Parts of the exercise:
**A)** Please summarize the passage on microgrid energy optimization in two sentences.
**B)** Translate this sentence from the passage on microgrid energy optimization into Spanish: "The optimization step size of the DDPG model is forward-fed according to the uncertainty radius calculated by the IGDT model."
**C)** In the passage on microgrid energy optimization, list every challenge that current research is said to still face.

==== Document

In summary, the current research on microgrid energy optimization still faces the following challenges: First, there is a lack of effective uncertainty awareness mechanisms, making it difficult to address the uncertainty risks brought by the volatility and intermittency of renewable energy integration. Second, traditional DDPG algorithms suffer from poor convergence performance and unstable optimization processes in microgrid scenarios with uncertainty factors, which affect the algorithm optimization efficiency. Finally, traditional IGDT models and DDPG algorithms lack suitable feedback mechanisms and cannot dynamically adapt to environmental changes, thus impacting the accuracy and robustness of optimization results.

To address the above challenges, this paper proposes an energy optimization strategy for microgrids based on uncertainty-aware DDPG. First, a microgrid revenue and cost model is constructed to reasonably model each microgrid entity and establish the energy management optimization problem aimed at maximizing the microgrid operation revenue. Next, a microgrid energy management algorithm based on uncertainty-aware DDPG is introduced, which designs the uncertainty awareness model using IGDT theory and addresses energy optimization strategies through the uncertainty-aware DDPG model. This method also introduces a bidirectional feedback collaborative optimization mechanism. The optimization step size of the DDPG model is forward-fed according to the uncertainty radius calculated by the IGDT model. In parallel, based on the DDPG optimization results, the risk-aversion coefficient of the IGDT model is adjusted through backward feedback, considering the current uncertainty state and historical performance data. This enhances the algorithm’s adaptability to dynamic, time-varying microgrid environments. Finally, simulation results are provided to validate the superiority and feasibility of the proposed method. The innovations of this work are as follows:

An uncertainty awareness model of renewable energy output based on IGDT is proposed, employing uncertainty intervals for decision optimization without relying on precise probability distribution assumptions. This enhances the robustness and stability of the microgrid for renewable energy volatility and other uncertainties.

========
==== Stored data

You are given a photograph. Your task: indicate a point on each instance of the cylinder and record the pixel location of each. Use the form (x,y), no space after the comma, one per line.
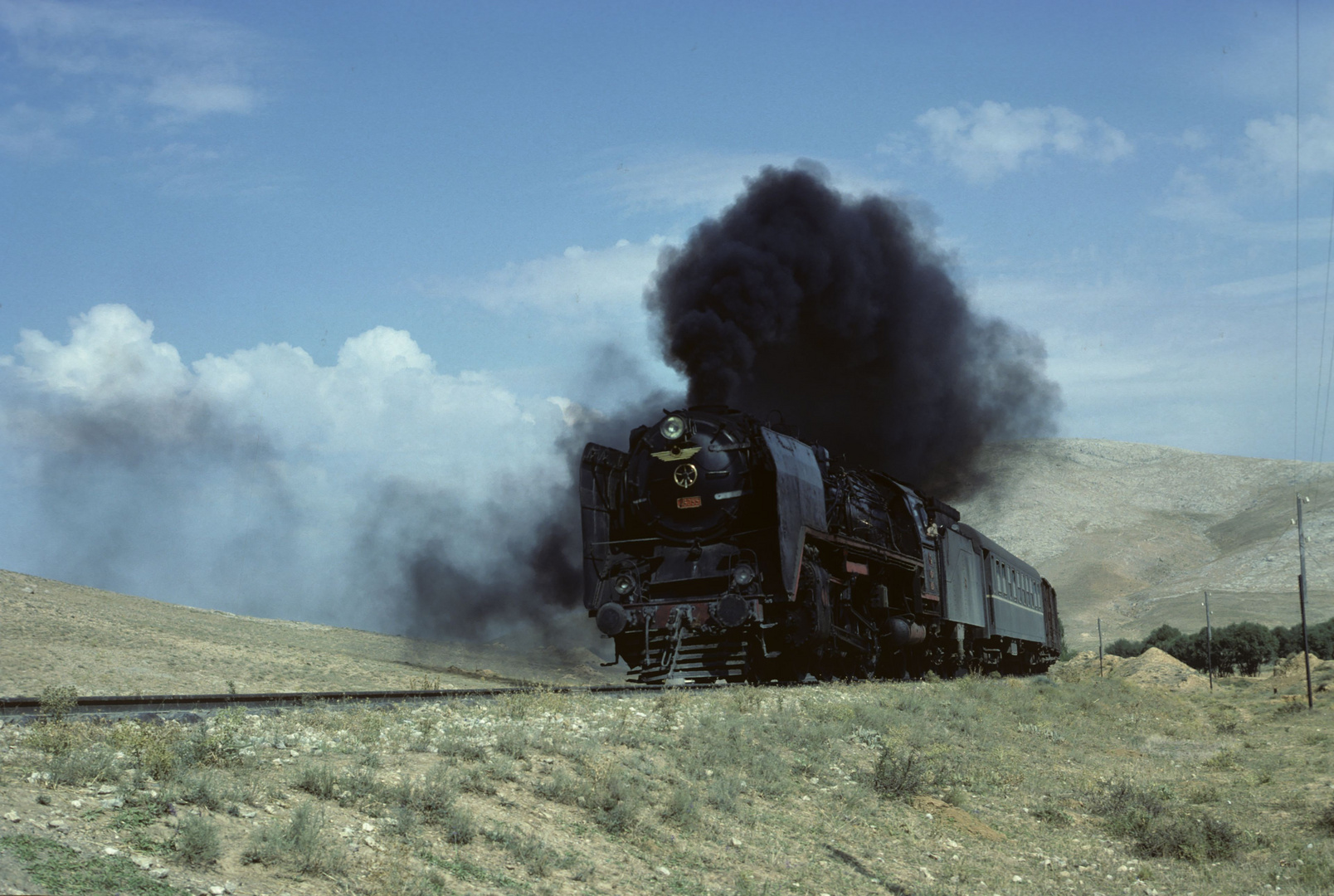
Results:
(905,634)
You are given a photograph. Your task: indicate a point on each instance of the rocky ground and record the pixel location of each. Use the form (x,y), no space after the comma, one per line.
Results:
(55,634)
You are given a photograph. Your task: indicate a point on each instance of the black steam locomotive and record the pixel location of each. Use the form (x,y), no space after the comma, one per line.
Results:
(723,549)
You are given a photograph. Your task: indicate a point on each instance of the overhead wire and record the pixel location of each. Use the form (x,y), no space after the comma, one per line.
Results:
(1329,375)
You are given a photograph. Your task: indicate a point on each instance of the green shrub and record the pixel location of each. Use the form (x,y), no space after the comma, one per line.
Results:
(616,803)
(514,743)
(57,702)
(901,772)
(299,845)
(1051,815)
(87,766)
(204,790)
(1204,839)
(682,808)
(1129,808)
(530,850)
(197,840)
(561,787)
(318,780)
(1325,821)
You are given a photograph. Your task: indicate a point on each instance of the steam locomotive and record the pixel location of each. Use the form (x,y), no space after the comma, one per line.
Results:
(721,548)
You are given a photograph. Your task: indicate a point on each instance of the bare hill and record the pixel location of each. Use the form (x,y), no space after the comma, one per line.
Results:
(1134,533)
(105,643)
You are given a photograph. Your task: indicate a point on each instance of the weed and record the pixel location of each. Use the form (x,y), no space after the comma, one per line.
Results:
(1051,815)
(1202,794)
(1129,808)
(61,869)
(87,766)
(562,787)
(318,780)
(1290,704)
(534,852)
(1325,821)
(899,772)
(475,782)
(460,748)
(299,845)
(616,803)
(1190,839)
(57,702)
(514,742)
(465,869)
(682,810)
(197,840)
(204,790)
(504,768)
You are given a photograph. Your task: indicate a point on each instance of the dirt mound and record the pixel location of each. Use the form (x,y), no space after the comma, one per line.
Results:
(1156,667)
(1294,665)
(1151,667)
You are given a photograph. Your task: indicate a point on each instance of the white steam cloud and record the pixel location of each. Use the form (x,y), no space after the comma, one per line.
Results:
(265,483)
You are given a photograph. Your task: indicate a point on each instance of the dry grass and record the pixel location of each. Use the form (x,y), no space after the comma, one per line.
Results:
(976,786)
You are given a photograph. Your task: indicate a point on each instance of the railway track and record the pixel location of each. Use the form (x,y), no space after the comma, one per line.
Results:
(192,705)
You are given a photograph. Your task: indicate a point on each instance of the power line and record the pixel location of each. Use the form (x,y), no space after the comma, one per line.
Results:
(1297,235)
(1329,377)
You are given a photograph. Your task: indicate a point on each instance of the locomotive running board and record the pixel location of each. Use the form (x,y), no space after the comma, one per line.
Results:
(695,658)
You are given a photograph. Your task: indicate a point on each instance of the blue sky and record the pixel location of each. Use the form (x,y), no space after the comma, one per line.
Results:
(480,192)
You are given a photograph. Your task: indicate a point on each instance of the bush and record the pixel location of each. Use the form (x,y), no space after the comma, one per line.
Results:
(1129,810)
(88,766)
(298,845)
(57,702)
(1123,647)
(318,780)
(203,790)
(616,803)
(1325,821)
(1204,839)
(197,840)
(537,856)
(899,772)
(682,808)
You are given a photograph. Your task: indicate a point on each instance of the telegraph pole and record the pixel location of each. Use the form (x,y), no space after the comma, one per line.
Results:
(1209,648)
(1099,648)
(1301,592)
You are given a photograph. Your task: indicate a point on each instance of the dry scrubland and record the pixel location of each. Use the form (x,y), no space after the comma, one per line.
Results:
(1053,784)
(100,641)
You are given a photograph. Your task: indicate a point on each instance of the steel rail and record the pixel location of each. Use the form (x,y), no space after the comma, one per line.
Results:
(191,704)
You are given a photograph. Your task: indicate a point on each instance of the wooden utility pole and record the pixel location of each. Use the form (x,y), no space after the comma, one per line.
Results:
(1301,592)
(1209,648)
(1099,648)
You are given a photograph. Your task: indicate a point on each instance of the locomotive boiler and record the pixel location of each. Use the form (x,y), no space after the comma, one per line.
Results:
(721,548)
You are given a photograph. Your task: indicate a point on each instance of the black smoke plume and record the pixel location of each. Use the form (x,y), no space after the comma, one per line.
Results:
(539,572)
(840,315)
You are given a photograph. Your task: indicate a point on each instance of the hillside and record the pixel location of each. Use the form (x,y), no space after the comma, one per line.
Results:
(1136,533)
(107,643)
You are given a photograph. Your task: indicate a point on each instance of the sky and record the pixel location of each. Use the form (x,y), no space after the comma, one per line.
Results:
(259,261)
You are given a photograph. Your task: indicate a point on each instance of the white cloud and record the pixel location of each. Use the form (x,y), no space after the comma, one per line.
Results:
(993,139)
(263,481)
(138,63)
(1272,145)
(708,182)
(575,283)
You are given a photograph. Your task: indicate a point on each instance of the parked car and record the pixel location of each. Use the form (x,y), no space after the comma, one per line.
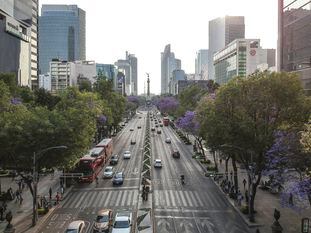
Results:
(127,154)
(176,154)
(114,159)
(158,163)
(118,178)
(103,221)
(108,172)
(122,222)
(76,227)
(167,140)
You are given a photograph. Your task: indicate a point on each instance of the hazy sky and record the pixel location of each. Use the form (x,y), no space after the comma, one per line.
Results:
(144,27)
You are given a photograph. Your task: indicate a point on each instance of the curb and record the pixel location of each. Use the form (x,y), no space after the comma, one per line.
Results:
(248,223)
(44,218)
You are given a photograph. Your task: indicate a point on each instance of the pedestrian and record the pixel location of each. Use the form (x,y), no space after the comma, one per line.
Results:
(17,195)
(57,198)
(1,213)
(246,197)
(244,183)
(290,199)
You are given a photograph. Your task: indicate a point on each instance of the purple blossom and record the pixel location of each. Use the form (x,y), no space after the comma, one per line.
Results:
(167,104)
(16,101)
(102,119)
(188,123)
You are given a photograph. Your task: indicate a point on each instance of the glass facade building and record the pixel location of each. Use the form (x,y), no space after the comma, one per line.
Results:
(62,34)
(294,44)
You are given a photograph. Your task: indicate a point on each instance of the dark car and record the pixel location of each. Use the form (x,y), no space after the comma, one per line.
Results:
(118,178)
(176,154)
(114,159)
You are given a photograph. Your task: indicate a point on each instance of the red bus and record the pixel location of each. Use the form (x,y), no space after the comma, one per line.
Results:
(166,121)
(91,164)
(107,144)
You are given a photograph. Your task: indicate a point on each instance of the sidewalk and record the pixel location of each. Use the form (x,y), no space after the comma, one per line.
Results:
(22,213)
(265,203)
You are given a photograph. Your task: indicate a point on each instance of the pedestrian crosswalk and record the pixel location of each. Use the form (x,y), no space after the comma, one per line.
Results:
(187,198)
(97,198)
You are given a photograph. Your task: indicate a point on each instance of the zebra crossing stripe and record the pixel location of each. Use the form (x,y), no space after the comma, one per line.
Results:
(172,197)
(80,199)
(182,198)
(96,202)
(135,197)
(198,198)
(167,198)
(118,198)
(124,197)
(108,198)
(188,198)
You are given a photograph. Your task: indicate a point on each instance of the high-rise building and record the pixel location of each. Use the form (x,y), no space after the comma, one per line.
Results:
(222,31)
(201,64)
(168,64)
(241,58)
(129,68)
(18,40)
(61,34)
(294,39)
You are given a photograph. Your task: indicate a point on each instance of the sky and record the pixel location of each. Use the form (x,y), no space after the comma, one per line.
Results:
(144,27)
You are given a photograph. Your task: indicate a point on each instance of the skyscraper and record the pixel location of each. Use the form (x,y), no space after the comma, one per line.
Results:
(201,64)
(222,31)
(61,34)
(168,64)
(294,40)
(18,18)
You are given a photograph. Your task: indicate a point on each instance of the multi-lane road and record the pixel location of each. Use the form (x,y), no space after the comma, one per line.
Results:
(196,206)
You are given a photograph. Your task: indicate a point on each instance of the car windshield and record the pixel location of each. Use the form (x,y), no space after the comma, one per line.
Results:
(72,231)
(102,219)
(121,224)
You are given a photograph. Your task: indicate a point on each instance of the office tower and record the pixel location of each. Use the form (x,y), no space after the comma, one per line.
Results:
(222,31)
(241,57)
(294,39)
(61,34)
(168,64)
(201,64)
(18,40)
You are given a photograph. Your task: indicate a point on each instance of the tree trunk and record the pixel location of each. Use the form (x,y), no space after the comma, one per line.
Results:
(235,173)
(227,160)
(215,160)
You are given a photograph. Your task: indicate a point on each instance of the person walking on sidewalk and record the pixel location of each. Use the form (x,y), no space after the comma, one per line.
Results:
(244,183)
(50,193)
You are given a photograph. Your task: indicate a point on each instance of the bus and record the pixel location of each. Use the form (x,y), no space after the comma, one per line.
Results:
(91,164)
(107,144)
(166,121)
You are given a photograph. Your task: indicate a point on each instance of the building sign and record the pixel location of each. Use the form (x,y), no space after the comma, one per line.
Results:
(14,28)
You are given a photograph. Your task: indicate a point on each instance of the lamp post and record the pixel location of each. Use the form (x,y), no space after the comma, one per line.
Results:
(37,156)
(251,176)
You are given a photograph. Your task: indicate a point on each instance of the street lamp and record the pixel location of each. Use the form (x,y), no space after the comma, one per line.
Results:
(251,176)
(37,156)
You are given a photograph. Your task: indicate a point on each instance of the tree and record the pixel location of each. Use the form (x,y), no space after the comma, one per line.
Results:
(250,110)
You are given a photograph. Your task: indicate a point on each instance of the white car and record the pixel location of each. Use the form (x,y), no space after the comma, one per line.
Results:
(158,163)
(108,172)
(75,227)
(127,155)
(168,140)
(122,222)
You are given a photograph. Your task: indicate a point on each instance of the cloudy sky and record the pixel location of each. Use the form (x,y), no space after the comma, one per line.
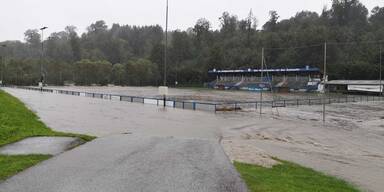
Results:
(19,15)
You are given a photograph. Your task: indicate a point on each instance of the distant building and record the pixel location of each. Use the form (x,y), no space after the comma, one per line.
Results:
(355,86)
(284,79)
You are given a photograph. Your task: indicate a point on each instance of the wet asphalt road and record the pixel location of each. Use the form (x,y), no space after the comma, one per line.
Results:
(125,163)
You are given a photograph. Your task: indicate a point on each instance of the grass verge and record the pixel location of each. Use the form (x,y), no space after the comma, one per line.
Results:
(10,165)
(17,123)
(290,177)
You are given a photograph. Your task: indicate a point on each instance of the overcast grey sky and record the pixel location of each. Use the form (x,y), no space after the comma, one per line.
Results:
(19,15)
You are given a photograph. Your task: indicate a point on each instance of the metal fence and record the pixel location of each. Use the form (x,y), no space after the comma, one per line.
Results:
(214,106)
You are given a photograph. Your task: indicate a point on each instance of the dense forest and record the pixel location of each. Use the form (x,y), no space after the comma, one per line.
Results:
(134,55)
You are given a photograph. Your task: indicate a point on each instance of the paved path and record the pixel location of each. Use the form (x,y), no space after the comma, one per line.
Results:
(41,145)
(128,163)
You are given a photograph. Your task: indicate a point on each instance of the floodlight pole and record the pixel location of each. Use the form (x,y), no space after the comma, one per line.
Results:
(42,56)
(380,69)
(325,79)
(261,79)
(165,54)
(2,64)
(166,46)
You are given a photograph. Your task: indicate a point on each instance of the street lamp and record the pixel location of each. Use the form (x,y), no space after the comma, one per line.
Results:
(163,90)
(2,65)
(41,83)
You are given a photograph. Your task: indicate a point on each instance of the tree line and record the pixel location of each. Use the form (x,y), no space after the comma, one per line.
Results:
(134,55)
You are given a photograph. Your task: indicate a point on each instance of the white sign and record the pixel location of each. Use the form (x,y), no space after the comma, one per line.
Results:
(163,90)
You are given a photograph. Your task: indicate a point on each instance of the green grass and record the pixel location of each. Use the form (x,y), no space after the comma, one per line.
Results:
(290,177)
(17,123)
(10,165)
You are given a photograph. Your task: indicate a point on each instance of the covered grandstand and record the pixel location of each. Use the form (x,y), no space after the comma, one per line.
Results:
(285,79)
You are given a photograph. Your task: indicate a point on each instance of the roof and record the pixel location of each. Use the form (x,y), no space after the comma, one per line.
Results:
(355,82)
(306,69)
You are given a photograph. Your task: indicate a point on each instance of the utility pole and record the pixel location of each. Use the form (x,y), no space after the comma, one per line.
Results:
(380,69)
(325,79)
(2,65)
(42,58)
(261,80)
(163,90)
(166,46)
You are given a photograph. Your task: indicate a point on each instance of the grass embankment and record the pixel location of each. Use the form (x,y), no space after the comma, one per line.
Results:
(290,177)
(17,123)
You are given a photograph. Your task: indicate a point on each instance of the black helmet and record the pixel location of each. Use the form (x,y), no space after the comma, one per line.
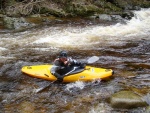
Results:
(63,54)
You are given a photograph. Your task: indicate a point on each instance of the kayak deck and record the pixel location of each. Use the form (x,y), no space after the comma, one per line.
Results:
(89,73)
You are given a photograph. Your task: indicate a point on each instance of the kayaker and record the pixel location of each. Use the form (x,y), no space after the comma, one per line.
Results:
(63,63)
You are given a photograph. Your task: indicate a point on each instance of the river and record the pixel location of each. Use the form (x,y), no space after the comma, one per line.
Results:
(123,47)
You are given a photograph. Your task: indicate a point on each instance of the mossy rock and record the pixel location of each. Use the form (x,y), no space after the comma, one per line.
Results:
(126,99)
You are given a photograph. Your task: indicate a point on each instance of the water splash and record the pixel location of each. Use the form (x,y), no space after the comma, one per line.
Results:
(137,27)
(77,84)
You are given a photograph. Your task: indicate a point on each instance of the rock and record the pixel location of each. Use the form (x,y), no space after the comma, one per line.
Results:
(147,109)
(105,17)
(126,99)
(16,23)
(26,107)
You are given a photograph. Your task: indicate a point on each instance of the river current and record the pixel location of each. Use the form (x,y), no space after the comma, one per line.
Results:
(123,47)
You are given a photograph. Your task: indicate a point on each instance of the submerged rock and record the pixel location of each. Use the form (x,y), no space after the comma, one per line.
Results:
(126,99)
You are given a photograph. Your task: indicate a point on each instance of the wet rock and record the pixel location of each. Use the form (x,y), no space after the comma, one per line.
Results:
(105,17)
(147,109)
(26,107)
(16,23)
(126,99)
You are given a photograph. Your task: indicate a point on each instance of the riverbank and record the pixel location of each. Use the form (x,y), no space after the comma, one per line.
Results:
(23,15)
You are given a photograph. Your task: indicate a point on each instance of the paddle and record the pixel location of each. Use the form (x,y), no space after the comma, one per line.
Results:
(89,61)
(92,59)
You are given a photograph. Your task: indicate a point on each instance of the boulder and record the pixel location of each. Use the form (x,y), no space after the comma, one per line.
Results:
(126,99)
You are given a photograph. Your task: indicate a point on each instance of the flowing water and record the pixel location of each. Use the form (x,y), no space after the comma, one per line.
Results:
(123,47)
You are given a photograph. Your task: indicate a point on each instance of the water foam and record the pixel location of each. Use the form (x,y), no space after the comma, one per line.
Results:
(137,27)
(77,84)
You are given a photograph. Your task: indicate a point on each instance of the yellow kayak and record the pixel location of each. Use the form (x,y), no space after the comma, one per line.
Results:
(87,74)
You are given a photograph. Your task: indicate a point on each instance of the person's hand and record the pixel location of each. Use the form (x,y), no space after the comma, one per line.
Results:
(65,62)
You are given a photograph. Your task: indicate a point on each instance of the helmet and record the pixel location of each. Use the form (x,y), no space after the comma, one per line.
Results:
(63,54)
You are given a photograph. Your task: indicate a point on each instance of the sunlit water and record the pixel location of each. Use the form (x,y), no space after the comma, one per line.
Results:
(123,47)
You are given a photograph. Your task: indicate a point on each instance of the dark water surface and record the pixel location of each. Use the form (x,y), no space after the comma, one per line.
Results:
(125,48)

========

Expected outputs:
**A)** Current research on microgrid energy optimization lacks effective uncertainty awareness mechanisms, faces poor convergence and unstable optimization in traditional DDPG algorithms, and lacks feedback mechanisms that let traditional IGDT models and DDPG algorithms adapt dynamically to environmental changes. To address these challenges, the paper proposes an energy optimization strategy based on uncertainty-aware DDPG, which builds a microgrid revenue and cost model, designs an uncertainty awareness model with IGDT theory, links the IGDT and DDPG models through a bidirectional feedback collaborative optimization mechanism, and validates the method through simulation.

**B)** El tamaño de paso de optimización del modelo DDPG se alimenta hacia adelante según el radio de incertidumbre calculado por el modelo IGDT.

**C)**
- A lack of effective uncertainty awareness mechanisms, which makes it difficult to address the uncertainty risks from the volatility and intermittency of renewable energy integration.
- Poor convergence performance and unstable optimization processes of traditional DDPG algorithms in microgrid scenarios with uncertainty factors, which affect optimization efficiency.
- A lack of suitable feedback mechanisms in traditional IGDT models and DDPG algorithms, which keeps them from adapting dynamically to environmental changes and impacts the accuracy and robustness of optimization results.